● ASSIGNED TASK
Below are the records; collect from them each line containing the string "leather".

BEGIN SOURCE DATA

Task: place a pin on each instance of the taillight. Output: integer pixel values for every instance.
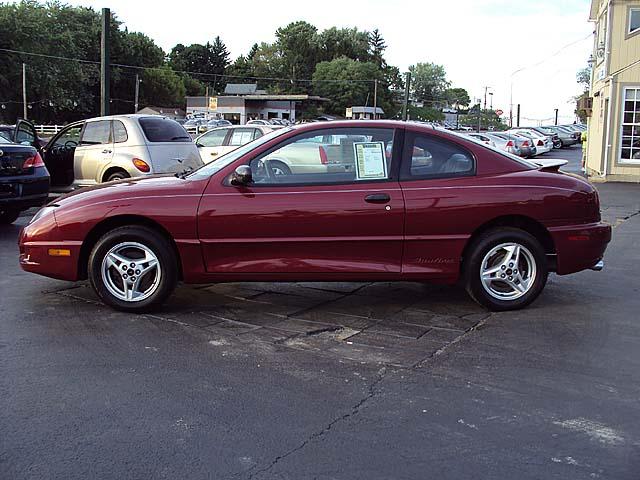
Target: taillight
(323, 156)
(31, 162)
(141, 165)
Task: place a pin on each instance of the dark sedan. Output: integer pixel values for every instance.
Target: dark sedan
(24, 179)
(394, 201)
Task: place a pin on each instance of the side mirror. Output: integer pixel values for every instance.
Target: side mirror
(242, 176)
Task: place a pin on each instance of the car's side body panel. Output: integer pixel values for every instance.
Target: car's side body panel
(227, 233)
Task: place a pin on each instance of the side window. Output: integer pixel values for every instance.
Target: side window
(25, 134)
(329, 156)
(428, 156)
(71, 134)
(96, 133)
(214, 138)
(634, 20)
(241, 136)
(119, 132)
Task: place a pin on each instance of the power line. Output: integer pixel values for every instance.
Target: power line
(214, 75)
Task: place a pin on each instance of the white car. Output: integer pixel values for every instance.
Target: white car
(105, 149)
(543, 143)
(218, 141)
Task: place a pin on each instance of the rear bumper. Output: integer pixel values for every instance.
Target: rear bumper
(580, 247)
(24, 192)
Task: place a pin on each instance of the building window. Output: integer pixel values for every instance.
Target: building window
(630, 147)
(634, 20)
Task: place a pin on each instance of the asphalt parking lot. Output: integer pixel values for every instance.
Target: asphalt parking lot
(326, 380)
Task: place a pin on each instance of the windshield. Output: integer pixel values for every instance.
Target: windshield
(227, 159)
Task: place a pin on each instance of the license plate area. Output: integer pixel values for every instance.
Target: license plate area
(7, 190)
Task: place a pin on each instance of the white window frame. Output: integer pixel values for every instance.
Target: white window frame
(631, 161)
(631, 11)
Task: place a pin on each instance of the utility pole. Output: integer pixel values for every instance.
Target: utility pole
(104, 62)
(135, 103)
(375, 99)
(405, 105)
(24, 89)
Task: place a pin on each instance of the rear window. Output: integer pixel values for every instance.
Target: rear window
(163, 130)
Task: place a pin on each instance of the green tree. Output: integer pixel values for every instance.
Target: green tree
(457, 97)
(356, 85)
(377, 46)
(343, 42)
(162, 87)
(428, 83)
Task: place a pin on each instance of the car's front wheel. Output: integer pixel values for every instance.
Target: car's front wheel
(505, 269)
(133, 268)
(8, 216)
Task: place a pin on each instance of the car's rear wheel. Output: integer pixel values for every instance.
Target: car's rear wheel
(8, 216)
(505, 269)
(133, 268)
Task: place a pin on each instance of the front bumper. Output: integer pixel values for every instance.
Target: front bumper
(36, 243)
(580, 247)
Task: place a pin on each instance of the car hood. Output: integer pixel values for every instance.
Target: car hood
(155, 185)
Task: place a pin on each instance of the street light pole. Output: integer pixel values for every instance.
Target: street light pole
(24, 90)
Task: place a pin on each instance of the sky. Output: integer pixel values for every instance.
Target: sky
(479, 42)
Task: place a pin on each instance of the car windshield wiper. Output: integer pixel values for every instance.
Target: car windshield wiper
(183, 174)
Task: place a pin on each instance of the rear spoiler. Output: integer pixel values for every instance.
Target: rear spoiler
(550, 165)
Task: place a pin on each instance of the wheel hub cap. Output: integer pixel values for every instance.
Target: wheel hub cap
(131, 271)
(508, 271)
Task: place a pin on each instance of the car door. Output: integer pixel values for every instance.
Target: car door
(211, 144)
(94, 151)
(25, 134)
(435, 202)
(343, 220)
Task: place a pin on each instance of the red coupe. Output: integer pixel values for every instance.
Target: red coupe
(339, 201)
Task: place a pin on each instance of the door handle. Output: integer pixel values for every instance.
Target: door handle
(377, 198)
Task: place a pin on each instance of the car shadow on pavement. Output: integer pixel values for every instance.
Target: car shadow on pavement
(398, 324)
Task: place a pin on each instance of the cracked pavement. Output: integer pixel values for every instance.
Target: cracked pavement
(326, 381)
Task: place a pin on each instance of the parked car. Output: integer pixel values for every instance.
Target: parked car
(215, 123)
(215, 143)
(504, 144)
(104, 149)
(456, 217)
(542, 142)
(482, 138)
(24, 179)
(258, 121)
(566, 137)
(516, 144)
(16, 134)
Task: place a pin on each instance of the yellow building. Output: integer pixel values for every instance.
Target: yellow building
(613, 143)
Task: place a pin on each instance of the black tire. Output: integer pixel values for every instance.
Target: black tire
(150, 239)
(482, 246)
(8, 216)
(119, 175)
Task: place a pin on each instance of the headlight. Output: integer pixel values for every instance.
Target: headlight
(43, 212)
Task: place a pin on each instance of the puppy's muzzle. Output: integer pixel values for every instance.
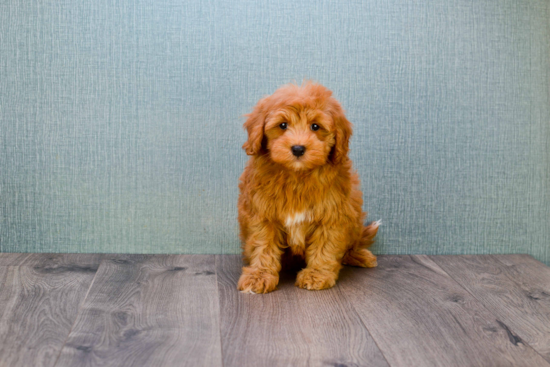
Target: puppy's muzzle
(298, 150)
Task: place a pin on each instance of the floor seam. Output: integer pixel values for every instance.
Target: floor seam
(350, 304)
(77, 314)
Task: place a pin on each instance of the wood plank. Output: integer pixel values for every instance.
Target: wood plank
(148, 311)
(38, 305)
(516, 288)
(419, 316)
(289, 327)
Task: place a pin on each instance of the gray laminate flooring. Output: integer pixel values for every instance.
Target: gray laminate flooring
(185, 310)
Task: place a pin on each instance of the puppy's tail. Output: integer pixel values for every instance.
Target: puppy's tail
(358, 255)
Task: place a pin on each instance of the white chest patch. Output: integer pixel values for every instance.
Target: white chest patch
(293, 220)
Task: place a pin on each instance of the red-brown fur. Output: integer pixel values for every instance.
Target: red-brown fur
(310, 206)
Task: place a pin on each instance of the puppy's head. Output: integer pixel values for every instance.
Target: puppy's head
(299, 127)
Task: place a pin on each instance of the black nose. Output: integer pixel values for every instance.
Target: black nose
(298, 150)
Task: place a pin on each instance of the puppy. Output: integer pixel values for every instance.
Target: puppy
(298, 193)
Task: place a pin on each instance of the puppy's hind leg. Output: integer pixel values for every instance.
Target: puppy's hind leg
(358, 255)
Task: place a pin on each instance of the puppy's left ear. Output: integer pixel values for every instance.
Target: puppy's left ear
(254, 125)
(343, 133)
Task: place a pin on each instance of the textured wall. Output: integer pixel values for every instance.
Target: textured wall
(121, 120)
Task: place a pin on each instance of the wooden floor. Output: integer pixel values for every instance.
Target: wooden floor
(184, 310)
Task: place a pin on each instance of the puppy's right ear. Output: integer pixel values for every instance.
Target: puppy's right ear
(254, 125)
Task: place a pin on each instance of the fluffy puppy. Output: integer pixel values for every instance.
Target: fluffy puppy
(298, 193)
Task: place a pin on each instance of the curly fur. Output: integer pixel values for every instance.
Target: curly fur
(308, 206)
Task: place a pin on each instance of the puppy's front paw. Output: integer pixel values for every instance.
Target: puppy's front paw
(314, 279)
(256, 281)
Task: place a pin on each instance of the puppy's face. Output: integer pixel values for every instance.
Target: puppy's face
(299, 127)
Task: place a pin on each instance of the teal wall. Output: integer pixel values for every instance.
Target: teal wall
(121, 120)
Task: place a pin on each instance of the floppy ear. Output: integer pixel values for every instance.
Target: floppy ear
(343, 133)
(254, 125)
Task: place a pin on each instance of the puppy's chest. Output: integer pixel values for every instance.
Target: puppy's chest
(296, 226)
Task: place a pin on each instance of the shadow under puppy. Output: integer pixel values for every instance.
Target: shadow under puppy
(299, 194)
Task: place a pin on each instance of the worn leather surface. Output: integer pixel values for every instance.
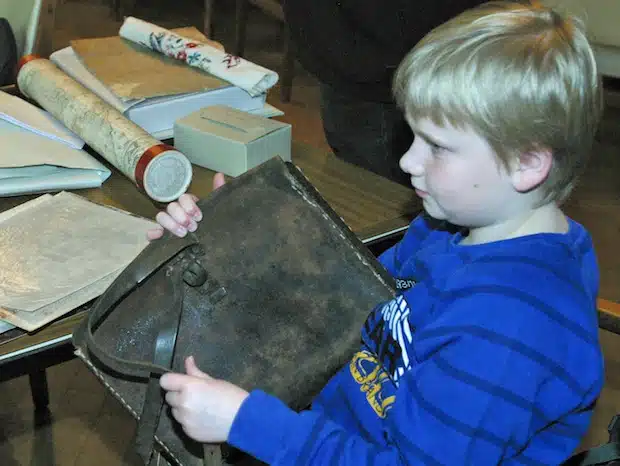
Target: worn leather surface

END SOURCE DATA

● SOLUTION TO THE EXERCISE
Task: place a pin on each instance of the worn leather surface. Output: integer pixel values for every instance.
Target: worn leather surface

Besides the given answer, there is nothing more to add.